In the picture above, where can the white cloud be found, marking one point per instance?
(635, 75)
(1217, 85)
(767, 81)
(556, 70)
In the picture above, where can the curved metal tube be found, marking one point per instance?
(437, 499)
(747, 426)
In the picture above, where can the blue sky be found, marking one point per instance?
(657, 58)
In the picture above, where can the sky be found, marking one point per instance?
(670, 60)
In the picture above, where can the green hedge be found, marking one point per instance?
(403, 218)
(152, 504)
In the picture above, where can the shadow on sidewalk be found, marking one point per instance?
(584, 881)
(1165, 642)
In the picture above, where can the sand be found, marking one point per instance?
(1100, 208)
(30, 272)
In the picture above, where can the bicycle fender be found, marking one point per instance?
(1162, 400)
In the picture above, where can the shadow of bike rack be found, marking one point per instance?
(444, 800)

● **Exercise requirements**:
What is needed here is a word-for-word copy of the whole listing.

● **Finished exercise**:
In the picture above, where can the white cloud be found, marking one point per instance?
(635, 75)
(1217, 85)
(767, 81)
(556, 70)
In the picture above, where can the curved metal tube be found, marking one point per instance?
(437, 499)
(747, 426)
In the picture above, where can the blue sky be found, marking one point per instance?
(657, 58)
In the picture above, where can the sky be found, marking one point per instance?
(670, 60)
In the picture above, where can the green hedge be found, marking one point per instance?
(403, 218)
(152, 504)
In the picture above, where can the shadow on sidewalk be found, marking one point per instance?
(584, 881)
(1165, 642)
In the picture above, where can the sand be found, marking one point per instance?
(1100, 208)
(30, 272)
In the picture above, where can the bicycle fender be found, marking one point per instance?
(1162, 400)
In the picture above, where can the shadow of bike rack be found, marking one point per instance?
(444, 800)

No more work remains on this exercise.